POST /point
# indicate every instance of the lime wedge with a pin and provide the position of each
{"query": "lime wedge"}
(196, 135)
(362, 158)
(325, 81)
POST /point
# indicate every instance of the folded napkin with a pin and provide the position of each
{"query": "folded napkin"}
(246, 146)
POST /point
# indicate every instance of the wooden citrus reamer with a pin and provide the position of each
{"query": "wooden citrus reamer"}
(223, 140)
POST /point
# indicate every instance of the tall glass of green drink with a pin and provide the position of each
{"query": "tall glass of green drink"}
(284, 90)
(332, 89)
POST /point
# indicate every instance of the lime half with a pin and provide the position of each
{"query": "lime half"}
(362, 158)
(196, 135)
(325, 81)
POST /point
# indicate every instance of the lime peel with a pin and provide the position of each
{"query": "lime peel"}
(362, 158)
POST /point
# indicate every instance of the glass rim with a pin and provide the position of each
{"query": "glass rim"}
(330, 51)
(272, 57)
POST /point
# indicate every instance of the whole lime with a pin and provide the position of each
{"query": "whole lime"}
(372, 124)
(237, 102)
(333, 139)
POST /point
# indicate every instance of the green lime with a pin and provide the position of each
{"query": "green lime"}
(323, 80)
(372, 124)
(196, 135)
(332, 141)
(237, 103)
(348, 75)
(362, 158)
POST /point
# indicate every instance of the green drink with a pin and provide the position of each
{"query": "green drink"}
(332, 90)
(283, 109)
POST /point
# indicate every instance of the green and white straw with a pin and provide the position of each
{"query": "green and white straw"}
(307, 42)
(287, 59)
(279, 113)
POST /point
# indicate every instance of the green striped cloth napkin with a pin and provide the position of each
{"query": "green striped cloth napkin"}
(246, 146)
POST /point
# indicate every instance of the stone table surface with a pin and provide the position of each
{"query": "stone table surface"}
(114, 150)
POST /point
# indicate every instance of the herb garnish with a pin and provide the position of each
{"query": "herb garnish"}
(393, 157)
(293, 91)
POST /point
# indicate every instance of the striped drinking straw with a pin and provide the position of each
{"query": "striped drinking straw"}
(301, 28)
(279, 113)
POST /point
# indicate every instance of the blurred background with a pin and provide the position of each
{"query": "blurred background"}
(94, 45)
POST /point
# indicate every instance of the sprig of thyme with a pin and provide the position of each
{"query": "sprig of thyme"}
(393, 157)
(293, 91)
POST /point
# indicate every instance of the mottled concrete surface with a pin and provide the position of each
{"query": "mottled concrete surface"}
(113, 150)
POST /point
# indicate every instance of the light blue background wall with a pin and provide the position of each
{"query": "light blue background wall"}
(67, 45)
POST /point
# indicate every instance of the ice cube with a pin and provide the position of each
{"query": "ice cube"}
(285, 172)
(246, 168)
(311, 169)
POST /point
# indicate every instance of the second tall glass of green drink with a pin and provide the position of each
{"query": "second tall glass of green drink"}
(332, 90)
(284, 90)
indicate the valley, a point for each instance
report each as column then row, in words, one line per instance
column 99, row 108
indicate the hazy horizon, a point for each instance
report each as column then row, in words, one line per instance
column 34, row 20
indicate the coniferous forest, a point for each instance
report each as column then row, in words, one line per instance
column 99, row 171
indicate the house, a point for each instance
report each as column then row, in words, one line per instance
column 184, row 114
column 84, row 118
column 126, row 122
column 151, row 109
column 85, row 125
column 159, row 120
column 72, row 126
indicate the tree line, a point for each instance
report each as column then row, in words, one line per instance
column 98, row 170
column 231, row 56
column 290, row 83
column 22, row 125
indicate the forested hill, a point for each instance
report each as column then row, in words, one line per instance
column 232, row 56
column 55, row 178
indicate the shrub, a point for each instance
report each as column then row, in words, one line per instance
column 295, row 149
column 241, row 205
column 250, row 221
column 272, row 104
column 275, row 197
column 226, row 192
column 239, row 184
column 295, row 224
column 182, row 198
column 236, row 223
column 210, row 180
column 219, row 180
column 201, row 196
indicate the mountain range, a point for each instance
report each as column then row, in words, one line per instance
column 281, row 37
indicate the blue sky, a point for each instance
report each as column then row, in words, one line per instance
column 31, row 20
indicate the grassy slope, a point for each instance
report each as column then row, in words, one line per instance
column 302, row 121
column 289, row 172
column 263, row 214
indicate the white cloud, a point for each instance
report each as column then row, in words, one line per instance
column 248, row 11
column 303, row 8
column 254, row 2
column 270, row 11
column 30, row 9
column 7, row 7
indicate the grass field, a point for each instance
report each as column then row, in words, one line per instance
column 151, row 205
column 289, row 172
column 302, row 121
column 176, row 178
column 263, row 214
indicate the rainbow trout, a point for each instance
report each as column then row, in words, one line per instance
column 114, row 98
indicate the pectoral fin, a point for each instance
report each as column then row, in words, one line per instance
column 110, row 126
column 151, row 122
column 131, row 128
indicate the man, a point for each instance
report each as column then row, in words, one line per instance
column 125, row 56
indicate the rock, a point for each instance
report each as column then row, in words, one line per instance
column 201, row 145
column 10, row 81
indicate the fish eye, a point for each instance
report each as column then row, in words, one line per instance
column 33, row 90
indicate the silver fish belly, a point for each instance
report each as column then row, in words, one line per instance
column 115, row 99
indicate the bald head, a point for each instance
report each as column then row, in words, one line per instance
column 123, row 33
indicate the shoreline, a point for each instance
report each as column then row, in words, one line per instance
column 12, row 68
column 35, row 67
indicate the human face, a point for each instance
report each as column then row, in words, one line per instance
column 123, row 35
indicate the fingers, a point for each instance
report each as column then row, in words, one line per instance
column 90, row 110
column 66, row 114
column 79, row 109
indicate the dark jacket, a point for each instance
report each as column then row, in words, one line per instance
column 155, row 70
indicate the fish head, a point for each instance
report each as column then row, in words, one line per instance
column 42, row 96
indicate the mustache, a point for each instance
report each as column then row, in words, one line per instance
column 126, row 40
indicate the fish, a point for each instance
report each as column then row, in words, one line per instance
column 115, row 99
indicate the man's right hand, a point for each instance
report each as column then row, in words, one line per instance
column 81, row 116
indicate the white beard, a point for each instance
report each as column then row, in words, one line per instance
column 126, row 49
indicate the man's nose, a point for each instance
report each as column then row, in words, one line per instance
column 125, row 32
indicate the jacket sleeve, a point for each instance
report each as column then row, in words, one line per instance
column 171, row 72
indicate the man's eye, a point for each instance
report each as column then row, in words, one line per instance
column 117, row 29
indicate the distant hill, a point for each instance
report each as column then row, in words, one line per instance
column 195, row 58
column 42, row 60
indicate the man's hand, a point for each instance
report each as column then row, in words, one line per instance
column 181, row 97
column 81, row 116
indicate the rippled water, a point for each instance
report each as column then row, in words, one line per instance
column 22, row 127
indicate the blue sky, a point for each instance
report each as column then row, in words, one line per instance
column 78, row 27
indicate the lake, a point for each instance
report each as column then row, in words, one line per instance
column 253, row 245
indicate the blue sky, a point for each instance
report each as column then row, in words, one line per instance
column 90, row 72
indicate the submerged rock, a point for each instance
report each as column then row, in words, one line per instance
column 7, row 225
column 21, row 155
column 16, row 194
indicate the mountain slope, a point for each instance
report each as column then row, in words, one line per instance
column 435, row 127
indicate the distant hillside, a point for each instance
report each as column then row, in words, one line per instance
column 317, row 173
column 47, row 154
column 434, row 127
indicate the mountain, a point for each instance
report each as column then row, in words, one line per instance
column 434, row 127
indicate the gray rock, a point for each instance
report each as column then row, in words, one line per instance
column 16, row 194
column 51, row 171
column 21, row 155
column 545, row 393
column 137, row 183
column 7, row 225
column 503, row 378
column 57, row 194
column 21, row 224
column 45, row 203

§ **Instructions to follow**:
Each entry must be reproduced verbatim.

§ **Result**:
POST /point
# indicate every instance of the lime wedge with a pin and provide the position of each
{"query": "lime wedge"}
(196, 135)
(362, 158)
(325, 81)
POST /point
# indicate every instance of the folded napkin with a pin and provide the position of each
{"query": "folded napkin"}
(246, 146)
POST /point
# indicate every instance of the wooden citrus reamer with a pin and provide the position of each
{"query": "wooden citrus reamer"}
(223, 140)
POST /point
# indicate every instance of the tall glass of green drink with a pin and provide the position of each
{"query": "tall glass of green drink"}
(284, 90)
(332, 89)
POST /point
# indicate every instance of the lime half with a pin and provide the position of each
{"query": "lime half"}
(362, 158)
(196, 135)
(325, 81)
POST /point
# indicate every instance of the lime peel with a pin and provide the position of each
{"query": "lime peel"}
(362, 158)
POST /point
# indicate every instance of the glass rim with a pin and provide the position of each
{"query": "glass rim"}
(330, 51)
(272, 57)
POST /point
# indicate every instance of the whole lime with a pin and provide the position of each
{"query": "whole lime"}
(372, 124)
(237, 102)
(333, 139)
POST /point
# indicate every instance of the green lime with a pin and provide the position of each
{"query": "green lime"}
(323, 80)
(372, 124)
(196, 135)
(332, 141)
(237, 103)
(348, 75)
(362, 158)
POST /point
# indicate every instance of the green drink with a pin and provide the position of each
{"query": "green drink"}
(332, 90)
(283, 109)
POST /point
# indicate every instance of the green and white straw with a pin and provide the position of each
{"query": "green and white straw"}
(307, 42)
(287, 59)
(279, 113)
POST /point
# indicate every instance of the green striped cloth napkin with a pin and provide the position of each
{"query": "green striped cloth napkin"}
(246, 146)
POST /point
# indicate every instance of the stone table surface with a pin and provide the position of each
{"query": "stone table surface"}
(114, 150)
POST /point
# indicate every instance of the herb garnish with a pin and provide the position of each
{"query": "herb garnish"}
(393, 157)
(293, 91)
POST /point
# indicate every instance of the striped drinking straw with a pin and provide the position of each
{"query": "striped drinking straw"}
(301, 28)
(279, 113)
POST /point
# indicate every instance of the blurred background with a pin and provide the position of each
{"query": "blurred background"}
(94, 45)
POST /point
# indicate every instance of the sprig of thyme with a pin and provide the position of each
{"query": "sprig of thyme"}
(393, 157)
(293, 91)
POST /point
# indicate every instance of the mottled concrete surface with a pin and provide the position of each
{"query": "mottled concrete surface"}
(113, 150)
POST /point
# indicate every instance of the light blue background wall with a pin and provide the position of each
{"query": "light blue background wall"}
(67, 45)
POST /point
# indicate every instance of the ice cube with a pin and provide the position of each
{"query": "ice cube"}
(285, 172)
(246, 168)
(311, 169)
POST /point
# indicate every instance of the second tall glass of green drink with a pin and provide the position of each
{"query": "second tall glass of green drink"}
(332, 90)
(284, 90)
indicate the valley, a point for each instance
report each as column then row, in words, one line per instance
column 99, row 108
indicate the hazy horizon, a point for each instance
report each as column then row, in words, one line per instance
column 34, row 20
indicate the coniferous forest, a point for each instance
report each as column then row, in words, one line per instance
column 99, row 171
indicate the house, a point for each instance
report each as column then row, in words, one line per instance
column 184, row 114
column 84, row 118
column 126, row 122
column 151, row 109
column 85, row 125
column 159, row 120
column 72, row 126
indicate the tree line, a point for each instance
report each as column then row, in words, one line per instance
column 98, row 170
column 231, row 56
column 290, row 83
column 22, row 125
indicate the forested hill, a point for each instance
report each as column then row, in words, one line per instance
column 232, row 56
column 55, row 178
indicate the shrub, a point for each instance
report each as column then row, in words, one line per instance
column 295, row 149
column 241, row 205
column 250, row 221
column 272, row 104
column 275, row 197
column 226, row 192
column 239, row 184
column 295, row 224
column 182, row 198
column 236, row 223
column 210, row 180
column 219, row 180
column 201, row 196
indicate the mountain range, a point for each instance
report each as column then row, in words, one line per instance
column 281, row 37
indicate the blue sky, a point for each instance
report each as column then row, in words, one line per instance
column 31, row 20
indicate the grassy slope, a point for each instance
report each as column then row, in words, one line per instance
column 302, row 121
column 289, row 172
column 263, row 214
indicate the white cloud, a point for each instance
report each as column then row, in words, one line per instance
column 248, row 11
column 303, row 8
column 254, row 2
column 270, row 11
column 30, row 9
column 7, row 7
indicate the grass field, a point for each instance
report each as column then row, in words, one line per instance
column 151, row 205
column 289, row 172
column 302, row 121
column 176, row 178
column 263, row 214
indicate the rainbow trout, a point for each instance
report each as column then row, in words, one line per instance
column 114, row 98
indicate the pectoral fin, a point for each instance
report each as column then row, in words, one line per instance
column 110, row 126
column 151, row 122
column 131, row 128
indicate the man, a point for each instance
report each as column then row, in words, one line per instance
column 125, row 56
indicate the rock, a point for each instance
report each as column then row, in words, one line per instance
column 201, row 145
column 10, row 81
indicate the fish eye, a point for each instance
report each as column then row, in words, one line per instance
column 33, row 90
indicate the silver fish belly, a point for each instance
report each as column then row, in words, one line per instance
column 115, row 99
indicate the bald head, a point for each instance
report each as column then row, in words, one line per instance
column 123, row 33
indicate the shoreline, a point for each instance
report each as column then row, in words, one line per instance
column 12, row 68
column 35, row 67
indicate the human face, a point for each instance
report each as column then row, in words, one line per instance
column 123, row 35
indicate the fingers, a point for each instance
report each as column then row, in words, one line per instance
column 90, row 110
column 66, row 114
column 79, row 109
indicate the dark jacket, a point for each instance
report each as column then row, in words, one line per instance
column 155, row 70
indicate the fish head, a point for each instance
report each as column then row, in words, one line per instance
column 42, row 96
indicate the mustache, a point for each instance
report each as column then row, in words, one line per instance
column 126, row 40
indicate the fish, a point for each instance
report each as column then row, in words, one line per instance
column 115, row 99
indicate the man's right hand, a point for each instance
report each as column then row, in words, one line per instance
column 81, row 116
indicate the white beard, a point for each instance
report each as column then row, in words, one line per instance
column 126, row 49
indicate the man's nose, a point for each instance
report each as column then row, in words, one line per instance
column 125, row 32
indicate the jacket sleeve, a point for each instance
report each as column then row, in words, one line per instance
column 171, row 72
indicate the man's eye, a point for each instance
report each as column then row, in words, one line per instance
column 117, row 29
indicate the distant hill, a point for each instance
report each as column then row, in words, one line per instance
column 195, row 58
column 42, row 60
indicate the man's hand, a point for each instance
report each as column then row, in words, one line per instance
column 181, row 97
column 81, row 116
indicate the rippled water, a point for each instance
report each as column then row, in words, one line per instance
column 22, row 127
indicate the blue sky, a point for each instance
report each as column then row, in words, one line per instance
column 78, row 27
indicate the lake, a point for each instance
report each as column then row, in words, one line per instance
column 253, row 245
indicate the blue sky, a point for each instance
report each as column then row, in words, one line per instance
column 90, row 72
indicate the submerged rock, a point for each instance
report each as column then row, in words, one line per instance
column 7, row 225
column 21, row 155
column 16, row 194
indicate the mountain slope, a point for each instance
report each as column then row, in words, one line per instance
column 435, row 127
indicate the distant hillside, a point for each instance
report each as column then row, in words, one line per instance
column 317, row 173
column 47, row 154
column 434, row 127
indicate the mountain, a point for each instance
report each as column then row, in words, one line per instance
column 434, row 127
indicate the gray rock, a point for each instance
report each as column then row, in words, one line per instance
column 16, row 194
column 51, row 171
column 21, row 155
column 545, row 393
column 137, row 183
column 7, row 225
column 503, row 378
column 57, row 194
column 21, row 224
column 45, row 203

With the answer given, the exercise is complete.